Selected passage »
When asked about recent developments that have had a positive outlook for seniors in the infected residences, Bérubé said that “we believe that the support of caregivers can truly make a difference to our residents, especially in the current context. We are therefore very pleased to welcome families and caregivers back to our facilities since mid-May, in accordance with public health guidelines.”
Caregivers have been receiving “90-minute training sessions for families and caregivers to ensure that the infection prevention and control measures are respected in order to limit the spread of the virus.”
With certain restrictions being eased and more activities and commerce opening across the province, Bérubé suggested that “we must all remain rigorous in the application of infection prevention and control measures to limit the spread of the virus, particularly with respect to social distancing.”
While there’s still a lot of talk about the plans for a new transitory shelter (700 beds) for the city’s homeless, community workers are worried that the city may not have the resources to deal with a second wave of COVID.
“The city’s already taking down its tents, and we have fewer and fewer resources to make it through the day,” said Nakuset who works with many indigenous homeless and led the successful effort for relief at Cabot Square where dozens had died. As of last weekend, Resilience directors David Chapman and Nakuset denounced how city police were no longer letting people sleep in Cabot Square – the park that many now call “home.” As a result, people with plenty of problems are once again forced to make their way through the city in order to find a few square feet where they can pitch a tent and get a few hours sleep before the police come around in the morning. Aside from all the money and assorted resources that she needs to help care for her clients, both Chapman and Nakuset say COVID has become just another problem that’s already done a lot to affect the city’s homeless. Aside from basic medical care, Nakuset also mentioned how it would be a good idea if the local CIUSSS could park one of their buses near the square so that people could get tested for COVID.
“A lot of our people don’t want to go to the hospital, but they’re worried because no one wants to get sick,” she said. “If we had better information, we could do something, but as of now, all we can do is to tell people to keep their distance.”

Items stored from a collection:
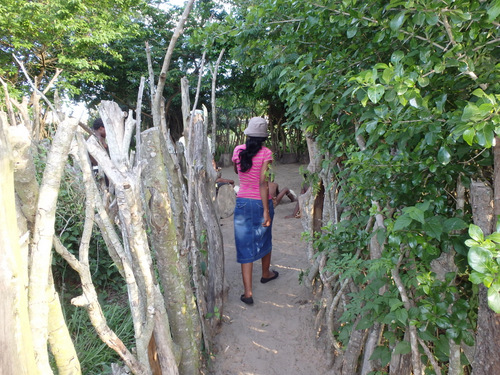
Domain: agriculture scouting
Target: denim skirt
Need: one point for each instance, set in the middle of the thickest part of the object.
(253, 241)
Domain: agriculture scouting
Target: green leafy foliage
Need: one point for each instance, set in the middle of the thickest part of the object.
(94, 355)
(405, 95)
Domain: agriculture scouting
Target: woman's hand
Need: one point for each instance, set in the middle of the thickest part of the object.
(267, 219)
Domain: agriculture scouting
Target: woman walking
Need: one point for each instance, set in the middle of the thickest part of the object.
(254, 211)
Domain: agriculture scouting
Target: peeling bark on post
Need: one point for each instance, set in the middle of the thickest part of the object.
(172, 262)
(486, 359)
(204, 185)
(17, 355)
(42, 240)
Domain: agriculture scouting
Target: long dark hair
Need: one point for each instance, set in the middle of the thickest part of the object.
(254, 144)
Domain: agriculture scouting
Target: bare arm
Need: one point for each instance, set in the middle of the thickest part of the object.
(264, 192)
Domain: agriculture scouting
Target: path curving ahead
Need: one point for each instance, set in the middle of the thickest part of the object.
(275, 335)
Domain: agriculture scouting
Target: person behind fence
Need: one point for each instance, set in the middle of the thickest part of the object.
(277, 194)
(254, 211)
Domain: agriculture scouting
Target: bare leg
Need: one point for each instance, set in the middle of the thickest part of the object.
(280, 196)
(266, 263)
(246, 272)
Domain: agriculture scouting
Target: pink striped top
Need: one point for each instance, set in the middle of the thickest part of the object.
(249, 180)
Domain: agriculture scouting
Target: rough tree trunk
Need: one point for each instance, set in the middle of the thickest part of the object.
(172, 262)
(127, 183)
(41, 246)
(486, 359)
(17, 355)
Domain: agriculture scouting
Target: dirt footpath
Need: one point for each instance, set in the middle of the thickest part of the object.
(275, 335)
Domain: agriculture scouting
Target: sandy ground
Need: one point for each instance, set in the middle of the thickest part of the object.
(276, 334)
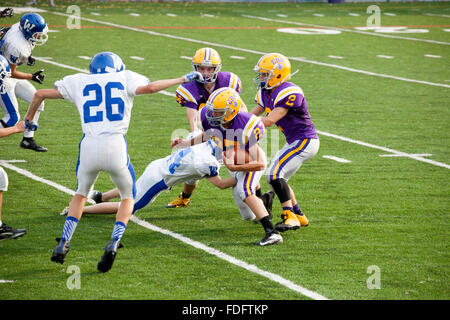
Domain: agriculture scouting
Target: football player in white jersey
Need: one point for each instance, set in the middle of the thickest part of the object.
(16, 46)
(104, 99)
(192, 163)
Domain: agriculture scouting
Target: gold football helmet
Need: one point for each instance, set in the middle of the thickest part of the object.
(273, 69)
(207, 57)
(222, 106)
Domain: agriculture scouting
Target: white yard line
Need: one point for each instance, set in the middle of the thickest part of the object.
(396, 152)
(345, 30)
(219, 254)
(342, 160)
(256, 52)
(404, 154)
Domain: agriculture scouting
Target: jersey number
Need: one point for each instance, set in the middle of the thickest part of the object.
(98, 99)
(291, 100)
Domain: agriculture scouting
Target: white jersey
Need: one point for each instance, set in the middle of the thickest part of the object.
(189, 164)
(14, 47)
(104, 101)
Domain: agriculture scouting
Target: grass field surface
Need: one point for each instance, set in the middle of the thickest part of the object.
(379, 100)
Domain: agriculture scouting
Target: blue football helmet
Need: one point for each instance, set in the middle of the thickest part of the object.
(34, 28)
(106, 62)
(5, 71)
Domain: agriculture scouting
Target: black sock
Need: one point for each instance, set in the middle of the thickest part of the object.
(185, 195)
(267, 224)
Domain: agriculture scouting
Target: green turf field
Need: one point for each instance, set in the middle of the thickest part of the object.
(369, 96)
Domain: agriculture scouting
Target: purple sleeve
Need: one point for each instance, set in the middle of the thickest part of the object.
(255, 135)
(294, 100)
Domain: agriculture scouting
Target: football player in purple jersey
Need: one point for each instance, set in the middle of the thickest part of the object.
(285, 106)
(193, 97)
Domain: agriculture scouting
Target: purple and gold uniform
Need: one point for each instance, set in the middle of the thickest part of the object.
(194, 95)
(245, 131)
(302, 142)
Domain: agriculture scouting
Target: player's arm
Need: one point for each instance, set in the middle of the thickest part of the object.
(181, 143)
(274, 116)
(222, 183)
(19, 74)
(18, 127)
(257, 110)
(159, 85)
(256, 160)
(38, 97)
(38, 76)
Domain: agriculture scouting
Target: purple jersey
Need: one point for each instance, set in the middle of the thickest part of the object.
(297, 123)
(194, 95)
(245, 131)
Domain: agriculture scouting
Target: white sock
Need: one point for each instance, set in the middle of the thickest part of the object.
(29, 133)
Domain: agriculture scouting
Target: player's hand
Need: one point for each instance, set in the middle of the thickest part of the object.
(38, 76)
(178, 143)
(228, 159)
(8, 12)
(193, 75)
(31, 61)
(31, 125)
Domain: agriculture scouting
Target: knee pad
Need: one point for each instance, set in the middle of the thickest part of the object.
(281, 188)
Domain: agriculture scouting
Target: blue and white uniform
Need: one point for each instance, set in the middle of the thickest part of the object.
(104, 102)
(16, 49)
(185, 165)
(3, 180)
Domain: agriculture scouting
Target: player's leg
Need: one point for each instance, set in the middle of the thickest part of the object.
(304, 222)
(7, 232)
(267, 198)
(286, 163)
(274, 177)
(100, 197)
(87, 172)
(9, 105)
(245, 188)
(121, 171)
(25, 90)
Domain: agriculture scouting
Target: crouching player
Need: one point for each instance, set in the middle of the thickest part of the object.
(240, 131)
(104, 99)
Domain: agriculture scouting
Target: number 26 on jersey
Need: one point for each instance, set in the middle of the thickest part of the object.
(103, 95)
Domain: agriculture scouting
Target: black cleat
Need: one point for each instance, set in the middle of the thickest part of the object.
(97, 196)
(267, 199)
(271, 238)
(107, 260)
(60, 251)
(7, 232)
(30, 143)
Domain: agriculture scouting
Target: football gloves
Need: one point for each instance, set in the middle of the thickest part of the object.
(193, 75)
(8, 12)
(38, 76)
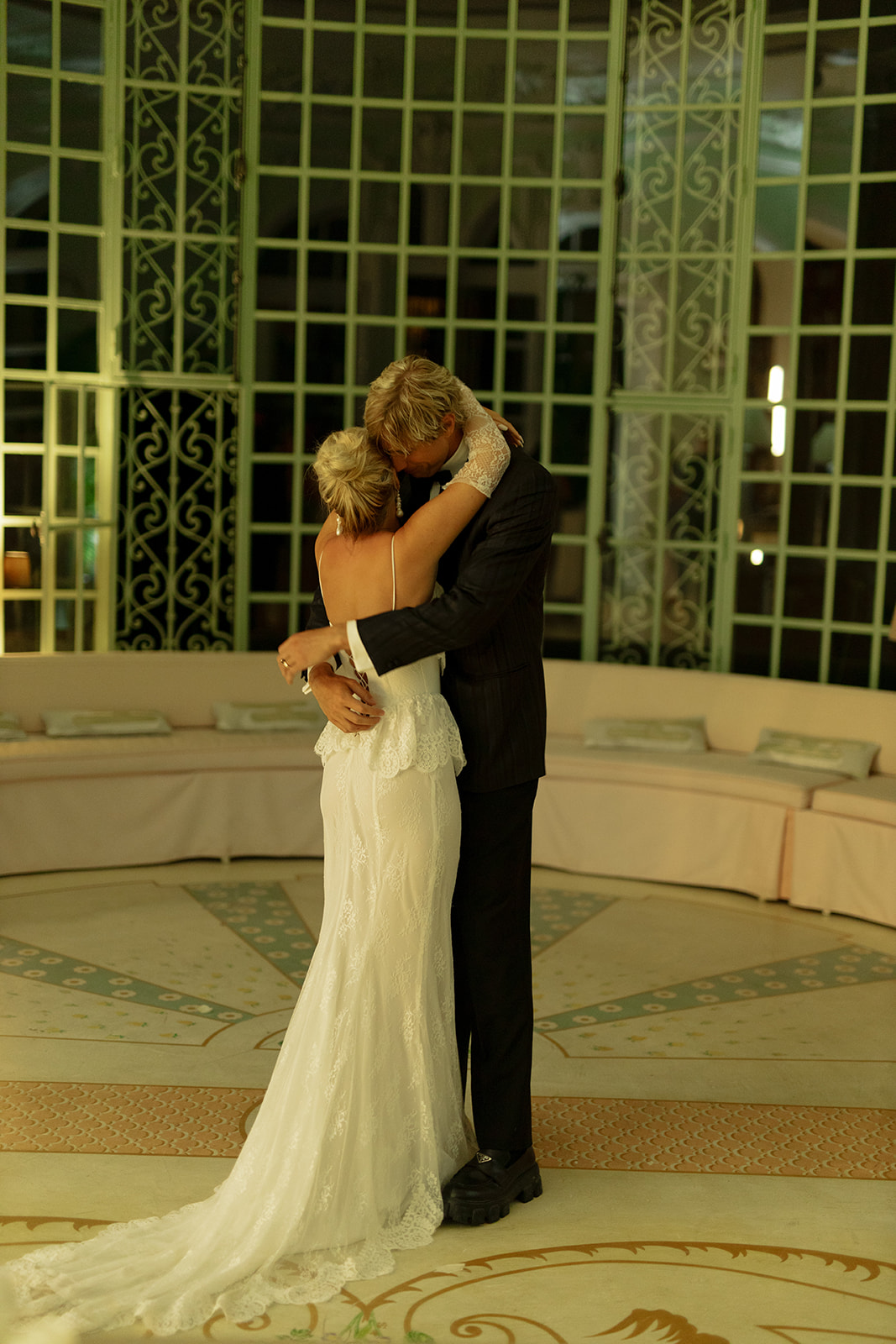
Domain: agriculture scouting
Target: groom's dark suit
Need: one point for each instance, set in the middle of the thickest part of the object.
(490, 622)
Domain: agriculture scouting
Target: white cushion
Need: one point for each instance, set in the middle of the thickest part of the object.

Task requirements »
Write the next part of the news passage on COVID-19 in seniors' residences and among the city's homeless, picking up right after its final sentence.

Your response »
Three months after the virus first began to work its way through the city, Nakuset recalls how everybody was calling her up with offers to help the people in Cabot Square. While she’s grateful to those who came through on their promise, the help fell short of what she needed for the growing population in the square, and now it’s become a struggle to feed people twice a day. As the city keeps closing down its emergency resource infrastructure such as the downtown rest areas, more and more people are coming into the park looking for something to eat and a bit of shelter.
“They closed the downtown rest areas (Place Desjardins, La Grande Bibliothèque), but we managed to keep the Dawson site open, so that’s a plus,” she said.
As for priorities, both Nakuset and Chapman agree that testing is “the big one.”
As up to 75% of her clients tell her that they are willing to be tested, patience is no longer an option, because testing is the only way the city can mitigate the virus.
“There are lots of reasons why people don’t want to go to the hospital to be tested,” she said, “so it’s up to the authorities to send us the bus, and we’ll make sure people line up to get the test.”
When asked if people were already getting sick, both Chapman and Nakuset answered that homeless people are always sick ( to one degree or another) so COVID doesn’t make much of a difference in their day-to-day lives.
“Crisis, what crisis?” said Chapman with a laugh. “What’s a crisis when every day of your life is some kind of crisis?”